*Extract provided:*
────────
Comparative analysis of three variants, the only difference occurs in their major FaeG subunit of F4 fimbriae, which results in different specificities in attachment to cells (Bakker et al. 1992). In our studies, we also observed that FaeG directly mediates the binding activities of the three variants (Xia et al. 2015). There is also some pieces of evidence that oral administration of F4 fimbriae to induce effective mucosal immune response is F4 receptor (F4R) dependent, even after the booster immunization, F4R-negative pigs have no F4+-specific antibody-secreting cells (ASC) being induced (Rasschaert et al. 2010; Snoeck et al. 2008; Van den Broeck et al. 2002, 1999). Thus, the presence of F4 receptor on the brush borders of villous enterocytes is a prerequisite for inducing the immune response, which can potentially be conducted for the further study about the difference between F4R positive and negative pigs and for genetically breeding the pigs against the F4+ infection.

The new receptor APN and future studies

The newly found receptor of F4+ E. coli, the APN protein, proved to be efficient in promoting endocytosis of F4 fimbriae into intestinal epithelial cells and in inducing a strong immune response, even in the absence of an adjuvant or an auxiliary substance (Snoeck et al. 2008). The α 2–3,6,8 sialic acid binding site of APN was found to be involved in binding F4 fimbriae (Melkebeek et al. 2012). In our study, we found that the adherence ratio of F4+ is APN dose dependent, and APN has an important influence on the adherence between three variants and host cells in vitro. These results suggest that APN could be used as a potential target for the binding of a vaccine antigen.
────────
*Material provided:*
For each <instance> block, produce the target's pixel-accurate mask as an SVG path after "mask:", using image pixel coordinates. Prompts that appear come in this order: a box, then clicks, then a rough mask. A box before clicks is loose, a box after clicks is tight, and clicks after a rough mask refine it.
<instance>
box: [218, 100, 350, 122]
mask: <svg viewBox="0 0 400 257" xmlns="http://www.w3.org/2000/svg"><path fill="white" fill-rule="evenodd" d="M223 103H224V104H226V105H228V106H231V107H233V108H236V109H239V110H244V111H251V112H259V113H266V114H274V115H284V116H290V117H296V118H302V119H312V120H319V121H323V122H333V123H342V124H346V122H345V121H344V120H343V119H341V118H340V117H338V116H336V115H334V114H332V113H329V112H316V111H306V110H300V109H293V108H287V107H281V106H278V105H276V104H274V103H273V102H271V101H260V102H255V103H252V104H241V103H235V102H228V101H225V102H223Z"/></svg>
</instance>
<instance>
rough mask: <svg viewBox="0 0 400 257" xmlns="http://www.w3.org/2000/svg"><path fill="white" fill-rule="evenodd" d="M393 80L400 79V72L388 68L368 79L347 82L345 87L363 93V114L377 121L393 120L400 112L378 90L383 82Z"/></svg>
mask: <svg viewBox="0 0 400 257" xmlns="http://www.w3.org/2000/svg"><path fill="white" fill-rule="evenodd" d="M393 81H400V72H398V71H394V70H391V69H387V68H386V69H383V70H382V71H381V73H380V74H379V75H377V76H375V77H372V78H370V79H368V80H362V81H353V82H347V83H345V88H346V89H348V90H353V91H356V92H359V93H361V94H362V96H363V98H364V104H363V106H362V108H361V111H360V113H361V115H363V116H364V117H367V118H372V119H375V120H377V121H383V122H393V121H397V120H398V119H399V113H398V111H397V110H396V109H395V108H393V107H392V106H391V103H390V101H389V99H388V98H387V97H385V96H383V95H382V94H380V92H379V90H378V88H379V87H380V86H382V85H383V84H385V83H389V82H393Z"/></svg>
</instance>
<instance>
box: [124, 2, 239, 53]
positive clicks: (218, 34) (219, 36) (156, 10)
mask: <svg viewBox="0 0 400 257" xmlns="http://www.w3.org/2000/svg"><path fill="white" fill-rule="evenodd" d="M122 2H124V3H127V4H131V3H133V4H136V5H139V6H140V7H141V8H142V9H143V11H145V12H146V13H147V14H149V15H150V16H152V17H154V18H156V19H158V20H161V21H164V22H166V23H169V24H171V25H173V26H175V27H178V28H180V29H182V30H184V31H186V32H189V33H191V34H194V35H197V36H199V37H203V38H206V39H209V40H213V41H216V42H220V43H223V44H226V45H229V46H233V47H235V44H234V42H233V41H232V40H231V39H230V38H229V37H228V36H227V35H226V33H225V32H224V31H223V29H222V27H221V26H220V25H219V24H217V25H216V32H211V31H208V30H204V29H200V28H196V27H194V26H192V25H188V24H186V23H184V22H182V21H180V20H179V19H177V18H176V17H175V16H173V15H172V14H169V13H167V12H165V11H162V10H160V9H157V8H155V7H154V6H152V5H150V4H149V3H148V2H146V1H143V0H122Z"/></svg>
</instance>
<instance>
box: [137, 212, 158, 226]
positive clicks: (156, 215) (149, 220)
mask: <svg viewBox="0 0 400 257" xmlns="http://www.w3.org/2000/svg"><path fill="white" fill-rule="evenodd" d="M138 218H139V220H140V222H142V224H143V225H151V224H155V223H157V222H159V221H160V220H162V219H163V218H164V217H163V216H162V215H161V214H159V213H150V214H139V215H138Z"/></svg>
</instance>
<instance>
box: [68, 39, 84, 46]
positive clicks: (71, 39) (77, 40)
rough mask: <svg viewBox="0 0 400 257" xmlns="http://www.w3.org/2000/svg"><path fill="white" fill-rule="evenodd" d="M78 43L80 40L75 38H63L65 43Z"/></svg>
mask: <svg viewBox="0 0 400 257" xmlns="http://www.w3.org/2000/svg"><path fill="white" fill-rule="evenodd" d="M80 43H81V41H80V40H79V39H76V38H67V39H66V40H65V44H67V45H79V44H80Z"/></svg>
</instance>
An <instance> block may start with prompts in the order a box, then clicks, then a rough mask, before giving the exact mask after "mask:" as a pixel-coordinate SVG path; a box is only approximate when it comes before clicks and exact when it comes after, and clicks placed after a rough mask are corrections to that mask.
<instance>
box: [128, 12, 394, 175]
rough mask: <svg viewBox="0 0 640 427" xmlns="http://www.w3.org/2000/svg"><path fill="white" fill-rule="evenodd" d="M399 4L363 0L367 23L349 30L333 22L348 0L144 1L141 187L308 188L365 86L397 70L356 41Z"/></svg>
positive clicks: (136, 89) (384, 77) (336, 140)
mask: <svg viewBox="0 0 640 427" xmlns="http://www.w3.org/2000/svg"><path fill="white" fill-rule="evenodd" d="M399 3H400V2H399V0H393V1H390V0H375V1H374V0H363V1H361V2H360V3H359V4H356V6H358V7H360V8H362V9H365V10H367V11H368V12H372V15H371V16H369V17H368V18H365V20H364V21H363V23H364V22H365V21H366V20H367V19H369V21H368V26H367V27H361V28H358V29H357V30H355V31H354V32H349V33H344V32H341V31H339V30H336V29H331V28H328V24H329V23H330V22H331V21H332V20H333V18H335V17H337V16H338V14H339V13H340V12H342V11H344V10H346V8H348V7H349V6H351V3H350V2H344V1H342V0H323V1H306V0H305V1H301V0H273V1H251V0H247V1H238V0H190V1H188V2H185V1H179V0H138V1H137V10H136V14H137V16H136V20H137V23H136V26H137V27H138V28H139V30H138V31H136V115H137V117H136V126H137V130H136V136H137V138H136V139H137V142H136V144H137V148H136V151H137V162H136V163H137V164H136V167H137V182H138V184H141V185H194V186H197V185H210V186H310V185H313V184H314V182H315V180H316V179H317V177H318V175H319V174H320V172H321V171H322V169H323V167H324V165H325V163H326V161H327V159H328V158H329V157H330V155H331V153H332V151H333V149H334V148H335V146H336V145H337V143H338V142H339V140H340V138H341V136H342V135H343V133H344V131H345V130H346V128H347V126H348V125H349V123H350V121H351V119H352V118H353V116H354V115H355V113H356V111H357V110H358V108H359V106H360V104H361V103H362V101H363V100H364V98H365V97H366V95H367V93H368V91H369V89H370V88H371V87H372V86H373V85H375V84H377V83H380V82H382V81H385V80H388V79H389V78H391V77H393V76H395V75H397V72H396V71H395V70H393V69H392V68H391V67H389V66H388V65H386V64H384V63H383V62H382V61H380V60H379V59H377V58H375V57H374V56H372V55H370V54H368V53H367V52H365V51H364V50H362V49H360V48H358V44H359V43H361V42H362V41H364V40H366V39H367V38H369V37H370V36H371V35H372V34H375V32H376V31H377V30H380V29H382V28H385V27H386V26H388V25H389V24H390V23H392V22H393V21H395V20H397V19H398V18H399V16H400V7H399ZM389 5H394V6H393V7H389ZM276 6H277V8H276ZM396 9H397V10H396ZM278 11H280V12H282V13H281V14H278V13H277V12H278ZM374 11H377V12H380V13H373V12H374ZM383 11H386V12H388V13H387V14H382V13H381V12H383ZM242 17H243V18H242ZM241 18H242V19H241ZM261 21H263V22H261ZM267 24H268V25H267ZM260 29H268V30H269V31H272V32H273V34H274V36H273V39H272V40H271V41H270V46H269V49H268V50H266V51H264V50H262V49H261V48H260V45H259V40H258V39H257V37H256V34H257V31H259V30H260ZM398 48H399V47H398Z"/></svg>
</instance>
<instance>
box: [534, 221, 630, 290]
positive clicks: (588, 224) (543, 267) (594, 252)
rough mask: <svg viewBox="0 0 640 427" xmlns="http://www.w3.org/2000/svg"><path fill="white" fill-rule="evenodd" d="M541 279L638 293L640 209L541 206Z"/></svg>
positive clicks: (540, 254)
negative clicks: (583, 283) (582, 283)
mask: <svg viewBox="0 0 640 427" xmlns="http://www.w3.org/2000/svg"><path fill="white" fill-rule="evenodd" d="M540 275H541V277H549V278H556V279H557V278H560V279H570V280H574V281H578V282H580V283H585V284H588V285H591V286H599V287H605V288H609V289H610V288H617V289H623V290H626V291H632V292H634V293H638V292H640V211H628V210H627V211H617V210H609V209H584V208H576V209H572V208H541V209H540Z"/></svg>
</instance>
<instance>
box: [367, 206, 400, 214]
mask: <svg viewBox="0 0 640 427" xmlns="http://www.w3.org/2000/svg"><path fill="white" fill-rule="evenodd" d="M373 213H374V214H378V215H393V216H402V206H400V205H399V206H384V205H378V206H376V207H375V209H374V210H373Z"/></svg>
────────
*Instructions:*
1. List every distinct first-author surname cited in the F4 fimbriae excerpt.
2. Quote the F4 fimbriae excerpt between "The newly found" and "a vaccine antigen.", inclusive.
3. Decide whether each statement agrees with the F4 fimbriae excerpt. Answer yes or no, and quote the deciding words.
(a) The binding of F4 fimbriae involves a sialic acid binding site of APN.
(b) F4R-negative pigs develop F4+-specific antibody-secreting cells after booster immunization.
(c) The three variants differ only in their major FaeG subunit.
The entries have no connection to the F4 fimbriae excerpt.

*Solved problems:*
1. Bakker, Xia, Rasschaert, Snoeck, Van den Broeck, Melkebeek

2.
The newly found receptor of F4+ E. coli, the APN protein, proved to be efficient in promoting endocytosis of F4 fimbriae into intestinal epithelial cells and in inducing a strong immune response, even in the absence of an adjuvant or an auxiliary substance (Snoeck et al. 2008). The α 2–3,6,8 sialic acid binding site of APN was found to be involved in binding F4 fimbriae (Melkebeek et al. 2012). In our study, we found that the adherence ratio of F4+ is APN dose dependent, and APN has an important influence on the adherence between three variants and host cells in vitro. These results suggest that APN could be used as a potential target for the binding of a vaccine antigen.

3.
(a) Yes: "The α 2–3,6,8 sialic acid binding site of APN was found to be involved in binding F4 fimbriae"
(b) No: "even after the booster immunization, F4R-negative pigs have no F4+-specific antibody-secreting cells (ASC) being induced"
(c) Yes: "the only difference occurs in their major FaeG subunit of F4 fimbriae"